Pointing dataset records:
* * *
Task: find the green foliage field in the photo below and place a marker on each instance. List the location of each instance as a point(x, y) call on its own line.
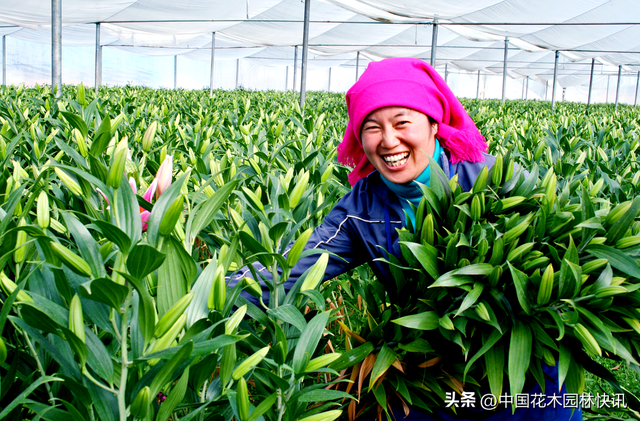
point(109, 316)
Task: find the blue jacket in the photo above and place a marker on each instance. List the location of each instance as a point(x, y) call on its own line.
point(359, 229)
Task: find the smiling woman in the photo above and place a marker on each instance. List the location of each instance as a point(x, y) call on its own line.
point(398, 142)
point(401, 113)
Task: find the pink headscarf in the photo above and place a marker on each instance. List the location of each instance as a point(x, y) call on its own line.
point(411, 83)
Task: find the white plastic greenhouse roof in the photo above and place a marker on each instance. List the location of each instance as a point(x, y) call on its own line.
point(470, 33)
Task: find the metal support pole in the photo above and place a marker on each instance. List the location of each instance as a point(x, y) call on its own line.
point(593, 64)
point(98, 70)
point(546, 88)
point(618, 86)
point(434, 43)
point(175, 72)
point(295, 67)
point(4, 60)
point(555, 77)
point(213, 56)
point(504, 69)
point(305, 53)
point(635, 101)
point(237, 71)
point(56, 47)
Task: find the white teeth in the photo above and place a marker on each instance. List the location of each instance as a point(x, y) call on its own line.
point(396, 160)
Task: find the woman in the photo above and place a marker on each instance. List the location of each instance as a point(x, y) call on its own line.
point(400, 112)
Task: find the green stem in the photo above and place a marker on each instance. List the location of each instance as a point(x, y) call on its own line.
* * *
What the exercise asks.
Reproduce the material in full, word for word, and omit the pictures.

Solution to this task.
Task: find the green foliage field in the photo below and place a marker on each instance. List the location of each instance as a point(x, y) call on its own line.
point(109, 316)
Task: find the blue jacket in the photo above and place a marker on each instance. List the location of each instance as a point(x, y) call on its own line.
point(359, 229)
Task: find the smiling woman in the photo above and place a marker on each instance. List the location of each instance as a point(x, y) call on its own line.
point(398, 142)
point(401, 113)
Task: find the pink headscarf in the photo above and place a marker on each instance. List the location of each instance as a point(x, y) call on its own line.
point(411, 83)
Task: find the white plastic greenhouse roof in the photo above and place a marker on each instance. List the location of each instance as a point(x, y) call on its own line.
point(470, 33)
Task: find the metal support pole in the photo above and place a marker on each instance. List the location of each instance as a point(x, y) call on its own line.
point(593, 64)
point(98, 70)
point(546, 88)
point(618, 86)
point(434, 43)
point(175, 72)
point(295, 67)
point(4, 60)
point(555, 77)
point(213, 56)
point(504, 69)
point(305, 53)
point(635, 101)
point(237, 71)
point(56, 47)
Task: find the white teeth in the photo above and place a marker on each instance. List the location of each instance as a point(x, y) call on its own line.
point(396, 160)
Task: find the woman in the photo above and place a marker on each instance. List the location of each instance as a point(x, y) call on its own line.
point(400, 112)
Task: find the green stem in the photo above and place a marker on each instance. List the location of each instance as a point(x, y) call on its own line.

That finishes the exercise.